TEXT BLOCK -
It is once again my solemn duty to present the annual Strong Language honors for excellence in swearing, named for our patron saint Malcolm Tucker, Peter Capaldi’s paragon of sweariness as seen on BBC’s The Thick of It, the cinematic offshoot In the Loop, and countless YouTube montages ever since.
This is the fourth time the Tucker Awards have been bestowed on worthy recipients — feel free to take a stroll back in time and peruse the winners of 2015, 2016, and 2017. But as the calendar turns on 2018, let’s get down to fucking business.
Best Fucking Swearing of 2018
David Simon has already earned his place in the pantheon of swearing for creating the crime drama The Wire, which ran on HBO from 2002 to 2008. In one classic scene from the first season (as previously discussed here), Simon had two police detectives, McNulty (Dominic West) and Bunk (Wendell Pierce), communicate at a crime scene with variations of the word fuck — and nothing else. Truly a bravura performance: watch it now if you’ve somehow missed it. And we also have Simon to thank for giving Isiah Whitlock Jr., as The Wire‘s Senator Clay Davis, the opportunity to turn “Sheeeeeeeee-it!” into a timeless catchphrase. (Whitlock was honored with a Tucker Award in 2016 for applying his signature expression to that shitty year. He’s still at it: he just tweeted a New Year’s “Sheeeeeeeee-it!” from Tokyo.)
But in 2018, Simon went on a remarkable run of creative obscenity, and for this he is without question the overall champion of this year’s Tucker Awards. Simon used his Twitter account as a testing ground for a seemingly endless stream of epithets, directing his ire at a wide variety of targets, notably the powers-that-be at Twitter itself. The first such tweet that caught my attention came on June 22, when he anointed Twitter CEO Jack Dorsey and his colleagues fuckmooks:
At the time, Simon had recently come off a temporary suspension from Twitter for telling someone to “die of boils.” Then, after hurling the same insult at Dorsey, he was suspended again. Simon would later dub Dorsey “a fuckbonnet for our time” on his blog. “You gutless, cheese-eating, back-dooring fuckbonnet,” he added for good measure. Fuckbonnet is a lovely example of a “shitgibbon compound” (see last year’s Tuckers for more on that linguistic phenomenon). And Simon made frequent use of fuckbonnet all the way until year’s end.

Point annotation records:
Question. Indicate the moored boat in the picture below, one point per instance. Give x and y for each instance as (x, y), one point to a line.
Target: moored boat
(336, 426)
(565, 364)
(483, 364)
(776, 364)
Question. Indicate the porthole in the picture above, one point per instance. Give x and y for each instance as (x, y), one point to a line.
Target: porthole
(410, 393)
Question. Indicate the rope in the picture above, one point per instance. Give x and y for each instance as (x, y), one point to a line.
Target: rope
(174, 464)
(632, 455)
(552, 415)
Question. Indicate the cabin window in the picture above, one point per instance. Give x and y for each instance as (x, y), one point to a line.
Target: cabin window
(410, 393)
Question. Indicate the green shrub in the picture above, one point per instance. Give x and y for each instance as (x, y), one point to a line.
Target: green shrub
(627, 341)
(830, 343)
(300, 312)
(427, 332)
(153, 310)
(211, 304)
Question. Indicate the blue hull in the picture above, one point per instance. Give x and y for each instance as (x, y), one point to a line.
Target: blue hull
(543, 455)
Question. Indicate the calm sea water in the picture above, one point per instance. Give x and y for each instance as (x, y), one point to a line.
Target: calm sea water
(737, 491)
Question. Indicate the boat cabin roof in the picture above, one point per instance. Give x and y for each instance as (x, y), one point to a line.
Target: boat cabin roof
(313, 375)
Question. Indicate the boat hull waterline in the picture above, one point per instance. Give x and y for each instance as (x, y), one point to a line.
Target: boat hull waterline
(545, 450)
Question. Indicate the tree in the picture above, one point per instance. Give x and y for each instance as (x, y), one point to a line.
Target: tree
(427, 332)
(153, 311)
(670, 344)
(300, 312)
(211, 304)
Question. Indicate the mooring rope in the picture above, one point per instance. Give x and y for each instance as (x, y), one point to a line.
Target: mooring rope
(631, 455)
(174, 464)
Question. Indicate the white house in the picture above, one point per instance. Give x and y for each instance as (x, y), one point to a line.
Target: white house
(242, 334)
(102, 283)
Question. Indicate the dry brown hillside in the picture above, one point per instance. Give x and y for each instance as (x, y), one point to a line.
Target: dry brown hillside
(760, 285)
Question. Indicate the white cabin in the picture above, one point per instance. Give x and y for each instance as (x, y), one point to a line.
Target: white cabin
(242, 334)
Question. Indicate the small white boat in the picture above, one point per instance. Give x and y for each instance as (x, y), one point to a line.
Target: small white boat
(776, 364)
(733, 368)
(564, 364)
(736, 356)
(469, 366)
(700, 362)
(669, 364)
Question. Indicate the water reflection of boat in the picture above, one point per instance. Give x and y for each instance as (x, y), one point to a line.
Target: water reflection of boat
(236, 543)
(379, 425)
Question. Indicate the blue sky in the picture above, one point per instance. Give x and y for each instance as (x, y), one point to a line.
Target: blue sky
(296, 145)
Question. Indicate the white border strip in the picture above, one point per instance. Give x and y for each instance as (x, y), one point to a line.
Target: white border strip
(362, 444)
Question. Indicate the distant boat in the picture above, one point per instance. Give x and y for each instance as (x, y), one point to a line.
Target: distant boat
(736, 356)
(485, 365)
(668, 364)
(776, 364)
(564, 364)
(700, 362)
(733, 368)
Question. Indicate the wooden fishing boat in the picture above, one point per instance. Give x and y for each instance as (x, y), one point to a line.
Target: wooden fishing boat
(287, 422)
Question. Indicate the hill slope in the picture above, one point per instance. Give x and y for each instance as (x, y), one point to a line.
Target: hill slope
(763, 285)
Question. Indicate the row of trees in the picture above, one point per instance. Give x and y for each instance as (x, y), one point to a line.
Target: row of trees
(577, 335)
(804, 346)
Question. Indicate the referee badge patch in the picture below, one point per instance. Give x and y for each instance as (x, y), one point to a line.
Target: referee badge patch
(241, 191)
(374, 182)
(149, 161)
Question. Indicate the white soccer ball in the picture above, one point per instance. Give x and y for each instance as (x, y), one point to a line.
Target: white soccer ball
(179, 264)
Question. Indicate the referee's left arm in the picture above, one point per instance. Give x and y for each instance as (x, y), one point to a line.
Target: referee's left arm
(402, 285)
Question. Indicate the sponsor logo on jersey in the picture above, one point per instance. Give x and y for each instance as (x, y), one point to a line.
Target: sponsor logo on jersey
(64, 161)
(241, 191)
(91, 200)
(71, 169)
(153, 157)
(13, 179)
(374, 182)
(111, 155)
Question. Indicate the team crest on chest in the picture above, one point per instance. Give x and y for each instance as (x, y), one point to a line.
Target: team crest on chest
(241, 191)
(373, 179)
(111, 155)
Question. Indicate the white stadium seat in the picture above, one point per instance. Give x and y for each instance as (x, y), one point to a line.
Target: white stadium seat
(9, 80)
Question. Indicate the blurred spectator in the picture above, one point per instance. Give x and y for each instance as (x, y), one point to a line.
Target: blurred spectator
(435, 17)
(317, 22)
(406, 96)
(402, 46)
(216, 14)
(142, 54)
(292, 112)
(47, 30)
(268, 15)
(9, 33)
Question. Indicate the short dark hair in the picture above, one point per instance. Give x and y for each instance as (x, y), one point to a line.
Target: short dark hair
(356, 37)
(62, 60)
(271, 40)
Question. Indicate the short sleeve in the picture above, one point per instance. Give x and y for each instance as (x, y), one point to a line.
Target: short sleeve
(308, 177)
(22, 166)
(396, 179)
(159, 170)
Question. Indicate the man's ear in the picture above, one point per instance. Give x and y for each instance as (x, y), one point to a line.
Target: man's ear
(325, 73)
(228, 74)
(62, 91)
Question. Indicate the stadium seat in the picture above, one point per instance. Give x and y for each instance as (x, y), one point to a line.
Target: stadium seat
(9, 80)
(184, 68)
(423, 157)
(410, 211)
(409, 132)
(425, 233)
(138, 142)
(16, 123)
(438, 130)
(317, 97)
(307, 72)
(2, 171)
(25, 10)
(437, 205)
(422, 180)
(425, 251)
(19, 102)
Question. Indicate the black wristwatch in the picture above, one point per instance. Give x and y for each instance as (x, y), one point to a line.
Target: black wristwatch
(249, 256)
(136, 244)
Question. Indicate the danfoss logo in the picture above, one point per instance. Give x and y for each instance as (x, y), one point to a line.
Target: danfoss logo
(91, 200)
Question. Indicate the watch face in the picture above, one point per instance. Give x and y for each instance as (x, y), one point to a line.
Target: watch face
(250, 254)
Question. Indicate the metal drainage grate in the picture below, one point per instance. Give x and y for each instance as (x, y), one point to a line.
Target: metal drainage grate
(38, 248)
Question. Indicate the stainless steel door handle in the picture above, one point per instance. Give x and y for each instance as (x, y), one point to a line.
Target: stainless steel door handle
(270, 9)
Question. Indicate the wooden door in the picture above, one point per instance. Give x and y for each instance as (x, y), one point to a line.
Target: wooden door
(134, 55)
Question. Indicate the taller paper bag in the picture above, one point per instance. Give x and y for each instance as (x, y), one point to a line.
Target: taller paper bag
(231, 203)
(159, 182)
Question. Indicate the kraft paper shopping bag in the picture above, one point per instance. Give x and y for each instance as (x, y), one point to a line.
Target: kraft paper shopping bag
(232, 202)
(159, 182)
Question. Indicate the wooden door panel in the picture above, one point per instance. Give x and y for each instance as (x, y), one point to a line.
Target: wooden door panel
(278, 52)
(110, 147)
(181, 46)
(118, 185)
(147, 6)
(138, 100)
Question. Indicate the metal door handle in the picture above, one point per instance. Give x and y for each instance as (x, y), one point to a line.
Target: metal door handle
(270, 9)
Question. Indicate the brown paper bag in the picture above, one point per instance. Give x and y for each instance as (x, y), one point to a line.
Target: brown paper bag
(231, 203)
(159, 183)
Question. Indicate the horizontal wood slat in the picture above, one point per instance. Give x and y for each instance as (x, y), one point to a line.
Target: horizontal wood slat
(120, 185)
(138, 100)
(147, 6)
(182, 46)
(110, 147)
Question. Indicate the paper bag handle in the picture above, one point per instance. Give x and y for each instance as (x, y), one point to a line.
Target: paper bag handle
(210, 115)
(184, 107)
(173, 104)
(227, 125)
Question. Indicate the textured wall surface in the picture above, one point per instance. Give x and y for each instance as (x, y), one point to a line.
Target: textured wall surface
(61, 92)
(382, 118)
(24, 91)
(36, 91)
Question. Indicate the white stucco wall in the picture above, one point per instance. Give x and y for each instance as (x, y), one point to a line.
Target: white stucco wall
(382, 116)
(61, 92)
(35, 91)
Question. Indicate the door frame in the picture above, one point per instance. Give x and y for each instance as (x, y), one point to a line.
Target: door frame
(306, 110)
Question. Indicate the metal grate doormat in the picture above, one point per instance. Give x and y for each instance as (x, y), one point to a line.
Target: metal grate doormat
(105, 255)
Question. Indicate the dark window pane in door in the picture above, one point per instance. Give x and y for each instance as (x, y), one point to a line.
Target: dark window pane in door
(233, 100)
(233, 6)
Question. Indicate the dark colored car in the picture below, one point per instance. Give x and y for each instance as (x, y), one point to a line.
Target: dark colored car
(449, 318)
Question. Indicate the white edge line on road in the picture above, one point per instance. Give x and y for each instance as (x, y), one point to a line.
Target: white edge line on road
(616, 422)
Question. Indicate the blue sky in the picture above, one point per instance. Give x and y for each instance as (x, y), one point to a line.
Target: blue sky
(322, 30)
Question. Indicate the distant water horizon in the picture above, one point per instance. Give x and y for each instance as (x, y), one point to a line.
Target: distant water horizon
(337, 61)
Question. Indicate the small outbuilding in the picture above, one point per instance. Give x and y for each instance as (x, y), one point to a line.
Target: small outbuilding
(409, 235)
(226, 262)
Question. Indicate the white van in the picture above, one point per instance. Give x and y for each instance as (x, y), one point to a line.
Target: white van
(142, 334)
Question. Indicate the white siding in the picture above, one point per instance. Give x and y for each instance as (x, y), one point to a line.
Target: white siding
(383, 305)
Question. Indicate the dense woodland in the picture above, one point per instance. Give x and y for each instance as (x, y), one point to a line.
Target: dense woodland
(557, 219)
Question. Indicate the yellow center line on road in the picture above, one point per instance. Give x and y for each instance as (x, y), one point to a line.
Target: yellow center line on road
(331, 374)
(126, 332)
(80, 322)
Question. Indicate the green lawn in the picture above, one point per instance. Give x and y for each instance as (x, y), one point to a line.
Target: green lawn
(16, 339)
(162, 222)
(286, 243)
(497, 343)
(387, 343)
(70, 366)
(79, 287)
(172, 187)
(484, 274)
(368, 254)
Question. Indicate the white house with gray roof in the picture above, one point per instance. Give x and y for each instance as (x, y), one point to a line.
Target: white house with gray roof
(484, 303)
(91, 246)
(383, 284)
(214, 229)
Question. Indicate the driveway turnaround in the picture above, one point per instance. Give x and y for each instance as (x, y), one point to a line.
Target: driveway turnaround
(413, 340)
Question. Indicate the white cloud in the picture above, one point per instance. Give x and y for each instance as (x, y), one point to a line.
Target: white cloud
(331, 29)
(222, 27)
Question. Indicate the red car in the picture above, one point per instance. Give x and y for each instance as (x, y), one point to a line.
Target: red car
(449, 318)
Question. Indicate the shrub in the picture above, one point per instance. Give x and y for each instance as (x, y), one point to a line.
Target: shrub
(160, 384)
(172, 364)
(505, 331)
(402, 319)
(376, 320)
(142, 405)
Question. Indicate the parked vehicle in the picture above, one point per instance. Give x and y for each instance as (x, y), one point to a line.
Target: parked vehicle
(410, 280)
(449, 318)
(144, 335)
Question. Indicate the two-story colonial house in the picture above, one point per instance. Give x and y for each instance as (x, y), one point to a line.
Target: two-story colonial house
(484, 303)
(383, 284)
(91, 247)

INSTRUCTIONS -
(1) Reproduce the passage of the Tucker Awards text that begins with the words containing "It is once again" and ends with "to fucking business.".
(2) List every title of a television series or film named in the Tucker Awards text.
(3) According to the Tucker Awards text, why is David Simon the overall champion of this year's awards?

WRITTEN ANSWERS -
(1)
It is once again my solemn duty to present the annual Strong Language honors for excellence in swearing, named for our patron saint Malcolm Tucker, Peter Capaldi’s paragon of sweariness as seen on BBC’s The Thick of It, the cinematic offshoot In the Loop, and countless YouTube montages ever since.
This is the fourth time the Tucker Awards have been bestowed on worthy recipients — feel free to take a stroll back in time and peruse the winners of 2015, 2016, and 2017. But as the calendar turns on 2018, let’s get down to fucking business.

(2) The Thick of It, In the Loop, The Wire

(3) In 2018 he went on a remarkable run of creative obscenity. He used his Twitter account as a testing ground for a seemingly endless stream of epithets aimed at many targets, notably the powers-that-be at Twitter itself.